> **Given task A**:
Rewrite the paragraph beginning "Hi, I know this is an old thread" from the PDF image-extraction thread below as a shorter version that keeps its main facts.
> **Given task B**:
From the PDF image-extraction thread below, copy out word for word the part that opens with the words containing "Hi, I know this" and closes with "into the PDF.".
[begin Document section]
Is it possible to get the x,y position of the images?

K-R-M commented 1 year ago

In the original extract-image project, this image in existing1.pdf: OriginalExtractImage gets output in triplicate in /images/out21.png, like so: out21 Does anyone know what causes this? I've got the same issue happening when I extract images from a PDF. I have a feeling it's because this code ignores the /Mask operator and the sub-dictionary of the image's ColorSpace that points to the hival (255) and another stream or array (in this case identified as object 37 0 R), like in this image dictionary:

<<
/Type /XObject
/Subtype /Image
/Filter /FlateDecode
/Width 567
/Height 234
/BitsPerComponent 8
/Length 8636
/ColorSpace [ /Indexed /DeviceRGB 255 37 0 R ]
/Mask [ 251 251 ]
>>

Any other ideas? An indexed ColorSpace is described in section 7.6.6.2 of the Acrobat SDK.

Follow-Up I ended up working around this by using the Jimp library to handle the output or any image that use a separate color palette, instead of PNGJS and it works fine.

jappoman commented 11 months ago

Hi, I know this is an old thread but I ran into a similar problem. I'm extracting images from a specific page of the pdf to apply additional exif metadata. Next, I put the image buffers back inside the pdf... Except when I extract them again, the exif metadata is completely gone. I'm sure I applied the metadata correctly because if I try to save the image, the metadata is there. The problem therefore arises from re-insertion into the PDF.
[end Document section]
[begin Material supplied]
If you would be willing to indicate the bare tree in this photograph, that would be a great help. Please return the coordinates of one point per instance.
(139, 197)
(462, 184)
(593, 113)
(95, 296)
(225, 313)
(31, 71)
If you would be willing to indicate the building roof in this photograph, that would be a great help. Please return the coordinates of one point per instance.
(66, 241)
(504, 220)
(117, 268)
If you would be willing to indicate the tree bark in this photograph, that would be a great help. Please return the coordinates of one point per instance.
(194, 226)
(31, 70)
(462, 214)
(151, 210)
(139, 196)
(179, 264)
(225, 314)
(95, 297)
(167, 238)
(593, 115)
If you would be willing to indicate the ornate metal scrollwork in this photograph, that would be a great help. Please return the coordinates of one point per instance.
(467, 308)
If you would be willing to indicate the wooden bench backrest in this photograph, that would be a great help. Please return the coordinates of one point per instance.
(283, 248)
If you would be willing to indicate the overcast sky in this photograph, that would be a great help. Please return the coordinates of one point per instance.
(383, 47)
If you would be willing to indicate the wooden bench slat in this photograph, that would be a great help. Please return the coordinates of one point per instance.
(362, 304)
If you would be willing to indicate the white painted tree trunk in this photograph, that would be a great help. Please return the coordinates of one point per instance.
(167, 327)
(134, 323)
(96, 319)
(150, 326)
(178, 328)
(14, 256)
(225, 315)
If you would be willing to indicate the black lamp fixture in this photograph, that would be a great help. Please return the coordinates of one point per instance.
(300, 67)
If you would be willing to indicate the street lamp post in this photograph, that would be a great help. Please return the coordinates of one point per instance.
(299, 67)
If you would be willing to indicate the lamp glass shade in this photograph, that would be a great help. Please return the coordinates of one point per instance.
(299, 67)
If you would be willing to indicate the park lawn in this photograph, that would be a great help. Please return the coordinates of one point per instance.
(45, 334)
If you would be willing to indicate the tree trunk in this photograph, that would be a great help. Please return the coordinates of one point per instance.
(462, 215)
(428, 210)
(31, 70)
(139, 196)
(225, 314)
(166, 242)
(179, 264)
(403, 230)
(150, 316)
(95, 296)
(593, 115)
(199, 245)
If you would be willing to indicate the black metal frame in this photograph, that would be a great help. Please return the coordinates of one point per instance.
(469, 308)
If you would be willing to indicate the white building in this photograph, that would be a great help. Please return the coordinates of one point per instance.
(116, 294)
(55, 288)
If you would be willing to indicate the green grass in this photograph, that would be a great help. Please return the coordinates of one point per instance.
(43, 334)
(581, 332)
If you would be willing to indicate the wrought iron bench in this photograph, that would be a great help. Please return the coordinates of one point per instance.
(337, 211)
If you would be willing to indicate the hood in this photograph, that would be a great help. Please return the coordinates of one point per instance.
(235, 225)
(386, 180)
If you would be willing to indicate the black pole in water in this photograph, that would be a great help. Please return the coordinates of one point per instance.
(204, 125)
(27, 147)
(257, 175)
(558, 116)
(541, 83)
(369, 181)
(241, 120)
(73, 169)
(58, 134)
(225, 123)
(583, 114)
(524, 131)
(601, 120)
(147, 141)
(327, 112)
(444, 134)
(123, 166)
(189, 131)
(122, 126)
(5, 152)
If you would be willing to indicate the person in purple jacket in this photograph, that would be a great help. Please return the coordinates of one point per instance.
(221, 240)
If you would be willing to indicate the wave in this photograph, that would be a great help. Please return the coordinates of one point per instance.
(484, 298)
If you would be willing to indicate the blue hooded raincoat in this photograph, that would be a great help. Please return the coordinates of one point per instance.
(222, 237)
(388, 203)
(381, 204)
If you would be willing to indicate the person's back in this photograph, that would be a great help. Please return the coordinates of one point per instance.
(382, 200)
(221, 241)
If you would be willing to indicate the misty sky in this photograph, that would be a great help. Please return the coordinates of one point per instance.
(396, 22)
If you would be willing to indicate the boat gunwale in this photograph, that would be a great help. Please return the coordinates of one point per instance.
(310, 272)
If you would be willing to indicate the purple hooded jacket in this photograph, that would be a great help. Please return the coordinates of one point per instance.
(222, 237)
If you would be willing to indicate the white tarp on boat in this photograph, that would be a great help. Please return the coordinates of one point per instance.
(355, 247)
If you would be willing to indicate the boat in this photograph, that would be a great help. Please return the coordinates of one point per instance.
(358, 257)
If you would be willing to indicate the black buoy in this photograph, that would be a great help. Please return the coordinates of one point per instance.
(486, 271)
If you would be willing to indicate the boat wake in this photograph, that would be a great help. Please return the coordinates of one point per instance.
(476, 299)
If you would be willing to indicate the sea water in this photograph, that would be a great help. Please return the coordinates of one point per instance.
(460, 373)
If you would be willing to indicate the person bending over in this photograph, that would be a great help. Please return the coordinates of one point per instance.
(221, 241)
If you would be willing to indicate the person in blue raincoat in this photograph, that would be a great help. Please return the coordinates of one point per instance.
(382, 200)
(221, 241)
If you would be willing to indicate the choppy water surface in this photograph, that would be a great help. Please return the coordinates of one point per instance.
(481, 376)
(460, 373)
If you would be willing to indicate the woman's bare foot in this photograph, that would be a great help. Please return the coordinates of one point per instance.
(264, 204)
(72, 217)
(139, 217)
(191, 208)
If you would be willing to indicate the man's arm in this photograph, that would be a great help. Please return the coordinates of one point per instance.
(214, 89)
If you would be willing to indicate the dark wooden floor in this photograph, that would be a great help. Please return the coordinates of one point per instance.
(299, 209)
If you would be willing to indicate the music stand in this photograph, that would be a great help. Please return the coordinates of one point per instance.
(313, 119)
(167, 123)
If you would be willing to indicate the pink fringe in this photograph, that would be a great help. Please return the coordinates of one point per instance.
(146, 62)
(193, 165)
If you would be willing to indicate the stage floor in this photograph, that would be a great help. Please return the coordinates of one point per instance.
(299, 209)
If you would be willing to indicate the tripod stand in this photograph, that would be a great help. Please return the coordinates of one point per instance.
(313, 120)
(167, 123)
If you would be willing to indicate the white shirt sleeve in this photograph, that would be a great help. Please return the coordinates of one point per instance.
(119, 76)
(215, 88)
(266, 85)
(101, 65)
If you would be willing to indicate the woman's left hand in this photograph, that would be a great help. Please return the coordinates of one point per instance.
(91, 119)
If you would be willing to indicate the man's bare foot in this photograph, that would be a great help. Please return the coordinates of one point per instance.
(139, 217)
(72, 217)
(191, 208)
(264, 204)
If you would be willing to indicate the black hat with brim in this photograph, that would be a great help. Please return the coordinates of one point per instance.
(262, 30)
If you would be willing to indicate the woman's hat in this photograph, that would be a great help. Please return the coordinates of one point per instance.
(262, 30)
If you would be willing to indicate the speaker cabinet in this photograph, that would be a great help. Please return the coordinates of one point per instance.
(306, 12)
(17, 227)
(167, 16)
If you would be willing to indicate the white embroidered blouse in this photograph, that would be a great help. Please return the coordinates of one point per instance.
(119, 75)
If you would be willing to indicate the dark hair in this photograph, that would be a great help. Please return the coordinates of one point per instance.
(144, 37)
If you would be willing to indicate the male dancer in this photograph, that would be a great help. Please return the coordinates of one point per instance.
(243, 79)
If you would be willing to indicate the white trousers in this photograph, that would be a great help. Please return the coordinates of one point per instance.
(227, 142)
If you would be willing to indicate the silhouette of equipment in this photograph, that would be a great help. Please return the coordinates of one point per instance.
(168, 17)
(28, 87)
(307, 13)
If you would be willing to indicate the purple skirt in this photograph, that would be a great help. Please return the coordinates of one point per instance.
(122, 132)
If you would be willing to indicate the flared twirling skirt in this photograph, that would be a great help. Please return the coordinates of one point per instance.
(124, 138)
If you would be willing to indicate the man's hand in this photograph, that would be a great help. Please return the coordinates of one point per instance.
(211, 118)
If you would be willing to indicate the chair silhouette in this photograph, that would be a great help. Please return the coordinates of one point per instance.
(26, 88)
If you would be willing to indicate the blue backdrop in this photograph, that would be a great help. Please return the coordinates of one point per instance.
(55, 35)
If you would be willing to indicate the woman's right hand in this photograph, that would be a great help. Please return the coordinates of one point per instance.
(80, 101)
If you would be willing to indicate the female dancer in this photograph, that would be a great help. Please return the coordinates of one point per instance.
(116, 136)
[end Material supplied]
> **Finished answer A**:
Despite the thread's age, the poster reports a similar problem. They extract images from one page of a PDF, add EXIF metadata, and put the image buffers back into the PDF. When the images are extracted again, the metadata is gone. Because the metadata is present when the image is saved separately, the loss must happen during re-insertion into the PDF.

> **Finished answer B**:
Hi, I know this is an old thread but I ran into a similar problem. I'm extracting images from a specific page of the pdf to apply additional exif metadata. Next, I put the image buffers back inside the pdf... Except when I extract them again, the exif metadata is completely gone. I'm sure I applied the metadata correctly because if I try to save the image, the metadata is there. The problem therefore arises from re-insertion into the PDF.